╭─ READING PASSAGE

Challenges market participants must anticipate
Navigating the transition from LIBOR to SOFR and other RFRs presents a number of challenges to banks, particularly when it comes to complex derivative products:
- Market data: For products that rely on market data to inform trades, but for which there is not yet sufficient liquidity in the market, banks will need to use existing data for proxies. Banks must use the data that is available to them to project what a liquid product will look like and what conventions the market may adopt.
- Pricing models: The long history of LIBOR provides analytics to inform banks’ pricing models for products. Banks need to determine whether and how to shift pricing models, such as the LIBOR Market Model (LMM), to apply to the new RFRs. For example, in the case of new rates based on overnight compounding (such as SOFR), as opposed to a term rate, what new pricing models will need to be implemented?

╰─
╭─ RECORDS

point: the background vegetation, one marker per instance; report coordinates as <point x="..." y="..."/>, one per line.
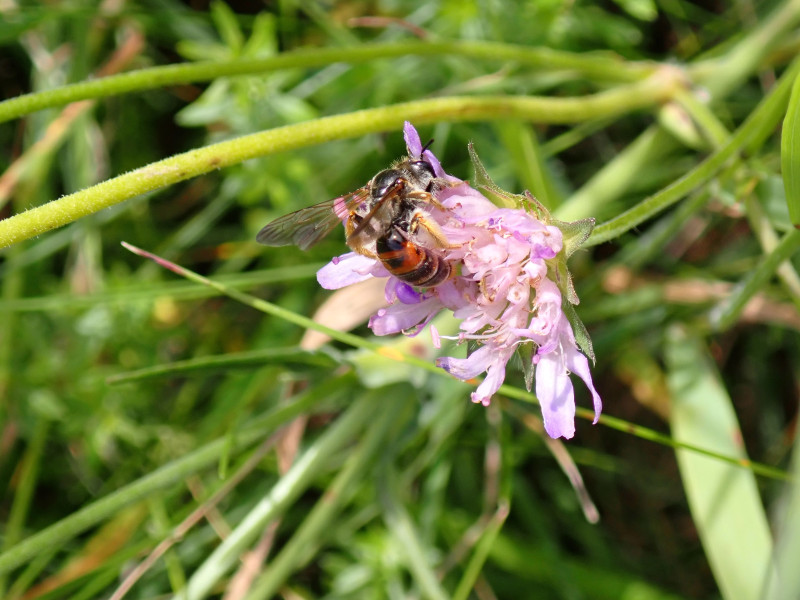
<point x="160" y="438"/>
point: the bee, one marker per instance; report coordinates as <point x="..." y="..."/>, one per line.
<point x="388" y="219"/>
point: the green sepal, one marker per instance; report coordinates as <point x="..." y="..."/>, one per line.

╰─
╭─ RECORDS

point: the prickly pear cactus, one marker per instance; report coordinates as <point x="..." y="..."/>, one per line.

╰─

§ **PROBLEM SET**:
1/ In the LIBOR transition passage, which pricing model is named as an example of one banks may need to shift to the new RFRs?
2/ Transcribe the LIBOR transition passage starting with "- Pricing models: The" and going on through "to be implemented?".
The records aren't needed for this work.

§ **RESPONSES**:
1/ The LIBOR Market Model (LMM).

2/
- Pricing models: The long history of LIBOR provides analytics to inform banks’ pricing models for products. Banks need to determine whether and how to shift pricing models, such as the LIBOR Market Model (LMM), to apply to the new RFRs. For example, in the case of new rates based on overnight compounding (such as SOFR), as opposed to a term rate, what new pricing models will need to be implemented?